→ **Selected extract**
::::

Ambient advertising project
Working as sole providers The Hamilton Project were commissioned to create and deliver a project for the Ideas Foundation. The brief for the project outline was for it to include an element of physicality or robotics as a part of a creative solution.
We set an open ambient advertising brief to the foundation degree students of Wigan & Leigh College. The students had free reign over context with a variety of supplied situations to call upon should they require further direction. This unrestricted direction was to best ensure the desired medium of solutions proffered. Namely that all would be physical ambient answers.

::::

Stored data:

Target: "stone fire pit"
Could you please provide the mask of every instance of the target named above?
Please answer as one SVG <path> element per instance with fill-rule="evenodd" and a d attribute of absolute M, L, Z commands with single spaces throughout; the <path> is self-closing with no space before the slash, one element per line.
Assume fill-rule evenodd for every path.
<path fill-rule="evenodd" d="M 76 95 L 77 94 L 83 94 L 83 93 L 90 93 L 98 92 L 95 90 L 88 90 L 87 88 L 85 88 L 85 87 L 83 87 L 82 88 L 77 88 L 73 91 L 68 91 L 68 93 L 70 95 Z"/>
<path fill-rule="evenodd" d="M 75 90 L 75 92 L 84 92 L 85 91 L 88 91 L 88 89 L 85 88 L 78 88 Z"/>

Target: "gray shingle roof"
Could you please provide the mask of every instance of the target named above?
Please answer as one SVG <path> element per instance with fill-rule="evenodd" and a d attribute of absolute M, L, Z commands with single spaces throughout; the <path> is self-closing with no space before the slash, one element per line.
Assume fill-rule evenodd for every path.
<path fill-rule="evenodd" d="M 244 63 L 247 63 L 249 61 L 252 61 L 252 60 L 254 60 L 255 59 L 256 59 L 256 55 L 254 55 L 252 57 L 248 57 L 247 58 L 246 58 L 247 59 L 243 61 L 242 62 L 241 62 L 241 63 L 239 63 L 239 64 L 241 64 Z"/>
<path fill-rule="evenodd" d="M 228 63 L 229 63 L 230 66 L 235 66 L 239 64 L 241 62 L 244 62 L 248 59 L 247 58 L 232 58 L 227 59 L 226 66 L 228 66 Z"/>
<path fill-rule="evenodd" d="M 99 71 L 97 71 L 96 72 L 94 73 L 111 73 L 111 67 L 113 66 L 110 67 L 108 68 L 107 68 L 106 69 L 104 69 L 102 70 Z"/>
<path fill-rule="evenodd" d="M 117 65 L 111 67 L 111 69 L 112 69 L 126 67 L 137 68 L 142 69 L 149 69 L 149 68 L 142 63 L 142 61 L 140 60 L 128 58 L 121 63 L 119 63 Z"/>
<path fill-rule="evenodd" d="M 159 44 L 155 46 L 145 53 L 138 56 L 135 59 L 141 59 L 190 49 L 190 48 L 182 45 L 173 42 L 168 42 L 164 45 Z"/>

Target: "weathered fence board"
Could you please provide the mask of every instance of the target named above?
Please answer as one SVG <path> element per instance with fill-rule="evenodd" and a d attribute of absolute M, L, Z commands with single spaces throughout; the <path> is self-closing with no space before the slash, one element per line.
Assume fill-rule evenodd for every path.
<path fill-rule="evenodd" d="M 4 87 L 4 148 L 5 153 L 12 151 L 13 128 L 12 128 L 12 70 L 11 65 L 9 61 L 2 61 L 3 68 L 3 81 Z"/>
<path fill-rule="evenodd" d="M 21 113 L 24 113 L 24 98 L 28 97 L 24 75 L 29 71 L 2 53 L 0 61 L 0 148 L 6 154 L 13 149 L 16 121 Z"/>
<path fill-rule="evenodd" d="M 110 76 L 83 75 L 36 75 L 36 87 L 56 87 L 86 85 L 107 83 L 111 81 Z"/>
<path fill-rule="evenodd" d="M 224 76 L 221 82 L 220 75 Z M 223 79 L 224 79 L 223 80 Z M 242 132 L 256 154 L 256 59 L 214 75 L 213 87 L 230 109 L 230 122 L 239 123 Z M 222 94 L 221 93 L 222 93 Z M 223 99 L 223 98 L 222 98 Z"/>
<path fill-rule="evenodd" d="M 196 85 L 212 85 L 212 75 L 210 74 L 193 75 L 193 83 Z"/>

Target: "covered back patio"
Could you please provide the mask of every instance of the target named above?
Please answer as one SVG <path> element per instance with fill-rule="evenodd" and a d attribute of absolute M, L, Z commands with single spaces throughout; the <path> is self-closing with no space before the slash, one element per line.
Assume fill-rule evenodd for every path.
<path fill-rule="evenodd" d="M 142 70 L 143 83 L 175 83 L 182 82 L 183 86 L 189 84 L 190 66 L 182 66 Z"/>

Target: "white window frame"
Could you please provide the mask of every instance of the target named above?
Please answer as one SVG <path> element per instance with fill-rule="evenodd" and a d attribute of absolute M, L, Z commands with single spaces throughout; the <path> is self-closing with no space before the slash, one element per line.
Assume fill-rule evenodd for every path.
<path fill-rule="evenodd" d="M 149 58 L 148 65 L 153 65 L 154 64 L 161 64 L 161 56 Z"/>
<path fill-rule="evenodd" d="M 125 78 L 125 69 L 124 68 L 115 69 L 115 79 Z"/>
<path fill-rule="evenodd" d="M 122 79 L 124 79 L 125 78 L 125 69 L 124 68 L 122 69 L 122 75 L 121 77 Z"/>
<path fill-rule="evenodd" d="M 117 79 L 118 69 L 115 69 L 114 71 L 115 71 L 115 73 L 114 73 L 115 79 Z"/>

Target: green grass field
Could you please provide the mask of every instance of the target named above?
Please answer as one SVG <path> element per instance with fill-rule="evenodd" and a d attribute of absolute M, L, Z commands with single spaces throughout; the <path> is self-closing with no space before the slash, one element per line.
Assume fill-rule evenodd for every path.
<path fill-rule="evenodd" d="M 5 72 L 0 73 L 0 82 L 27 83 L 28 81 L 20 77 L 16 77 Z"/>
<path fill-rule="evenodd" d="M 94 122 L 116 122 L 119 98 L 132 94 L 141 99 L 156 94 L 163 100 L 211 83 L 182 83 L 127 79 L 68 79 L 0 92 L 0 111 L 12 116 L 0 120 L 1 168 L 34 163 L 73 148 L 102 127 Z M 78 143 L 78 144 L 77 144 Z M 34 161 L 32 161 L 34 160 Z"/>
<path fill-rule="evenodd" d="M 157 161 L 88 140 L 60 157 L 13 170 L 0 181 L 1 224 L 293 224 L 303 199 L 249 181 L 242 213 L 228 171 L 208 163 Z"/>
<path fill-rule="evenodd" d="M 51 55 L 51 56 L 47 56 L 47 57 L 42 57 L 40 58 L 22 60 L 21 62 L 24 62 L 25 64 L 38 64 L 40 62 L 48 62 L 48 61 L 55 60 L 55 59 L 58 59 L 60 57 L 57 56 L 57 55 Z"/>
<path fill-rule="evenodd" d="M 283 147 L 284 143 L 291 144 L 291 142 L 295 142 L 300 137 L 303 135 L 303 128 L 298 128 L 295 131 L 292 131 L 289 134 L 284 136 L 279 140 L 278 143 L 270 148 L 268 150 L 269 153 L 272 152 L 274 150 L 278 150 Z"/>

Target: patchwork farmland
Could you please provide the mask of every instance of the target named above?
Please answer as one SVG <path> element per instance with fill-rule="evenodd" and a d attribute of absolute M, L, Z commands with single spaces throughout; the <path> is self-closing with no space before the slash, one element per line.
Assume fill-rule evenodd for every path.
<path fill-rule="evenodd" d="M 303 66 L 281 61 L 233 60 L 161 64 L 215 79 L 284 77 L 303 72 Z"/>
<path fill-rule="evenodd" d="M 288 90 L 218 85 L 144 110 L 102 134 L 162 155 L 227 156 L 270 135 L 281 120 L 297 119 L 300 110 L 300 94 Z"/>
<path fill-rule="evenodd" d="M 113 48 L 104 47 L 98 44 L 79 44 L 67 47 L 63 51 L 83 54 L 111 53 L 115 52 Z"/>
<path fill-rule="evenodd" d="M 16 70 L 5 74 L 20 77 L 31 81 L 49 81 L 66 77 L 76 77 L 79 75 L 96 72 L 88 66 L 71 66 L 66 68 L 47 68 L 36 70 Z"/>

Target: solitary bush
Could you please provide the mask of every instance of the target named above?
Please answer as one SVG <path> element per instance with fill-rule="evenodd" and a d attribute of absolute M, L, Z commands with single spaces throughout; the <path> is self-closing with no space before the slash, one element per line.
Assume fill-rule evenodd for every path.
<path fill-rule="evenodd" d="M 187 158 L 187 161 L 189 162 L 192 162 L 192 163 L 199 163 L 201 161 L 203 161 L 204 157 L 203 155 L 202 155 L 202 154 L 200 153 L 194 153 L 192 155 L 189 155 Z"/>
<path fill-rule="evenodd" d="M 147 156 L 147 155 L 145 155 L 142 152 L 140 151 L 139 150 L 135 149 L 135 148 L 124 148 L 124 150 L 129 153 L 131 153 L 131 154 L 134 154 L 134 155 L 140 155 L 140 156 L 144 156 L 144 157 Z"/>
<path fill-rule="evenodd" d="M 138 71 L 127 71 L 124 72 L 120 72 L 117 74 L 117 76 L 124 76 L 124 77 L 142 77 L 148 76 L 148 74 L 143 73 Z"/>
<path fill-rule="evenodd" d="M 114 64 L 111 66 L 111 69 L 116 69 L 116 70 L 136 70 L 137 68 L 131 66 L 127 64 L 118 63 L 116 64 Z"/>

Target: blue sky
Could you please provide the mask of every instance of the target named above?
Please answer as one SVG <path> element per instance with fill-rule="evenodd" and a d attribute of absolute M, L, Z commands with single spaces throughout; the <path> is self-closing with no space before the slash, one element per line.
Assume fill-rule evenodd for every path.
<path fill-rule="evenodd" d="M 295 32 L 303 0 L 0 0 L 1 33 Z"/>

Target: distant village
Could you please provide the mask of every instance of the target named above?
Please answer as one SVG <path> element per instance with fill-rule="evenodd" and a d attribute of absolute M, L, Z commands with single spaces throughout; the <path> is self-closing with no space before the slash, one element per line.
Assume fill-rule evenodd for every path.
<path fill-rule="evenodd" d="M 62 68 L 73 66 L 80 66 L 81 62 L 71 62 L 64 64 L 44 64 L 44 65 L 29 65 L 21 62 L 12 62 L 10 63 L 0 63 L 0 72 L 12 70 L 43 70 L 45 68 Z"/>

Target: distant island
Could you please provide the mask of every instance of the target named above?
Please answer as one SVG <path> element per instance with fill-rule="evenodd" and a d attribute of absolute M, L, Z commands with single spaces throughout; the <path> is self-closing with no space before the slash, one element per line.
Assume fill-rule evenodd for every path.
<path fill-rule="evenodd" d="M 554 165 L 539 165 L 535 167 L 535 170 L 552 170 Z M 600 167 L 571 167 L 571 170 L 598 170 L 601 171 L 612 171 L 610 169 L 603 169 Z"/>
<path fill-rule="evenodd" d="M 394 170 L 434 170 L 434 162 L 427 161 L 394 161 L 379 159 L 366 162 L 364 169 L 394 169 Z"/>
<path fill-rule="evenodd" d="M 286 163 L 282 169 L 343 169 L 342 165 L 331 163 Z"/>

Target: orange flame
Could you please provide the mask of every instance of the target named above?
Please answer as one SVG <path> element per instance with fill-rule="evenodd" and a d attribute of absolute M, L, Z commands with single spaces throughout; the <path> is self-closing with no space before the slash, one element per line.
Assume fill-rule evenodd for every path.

::::

→ **List of tasks**
(A) According to the ambient advertising project text, which students received the brief?
(B) Condense the paragraph of the ambient advertising project text that begins "We set an open ambient advertising brief" into a short bulleted list.

→ **Response list**
(A) The foundation degree students of Wigan & Leigh College.

(B)
- An open ambient advertising brief was set for the foundation degree students of Wigan & Leigh College.
- Students had full freedom over context, with a range of supplied situations available if they needed more direction.
- This unrestricted approach was meant to ensure that all solutions would be physical ambient answers.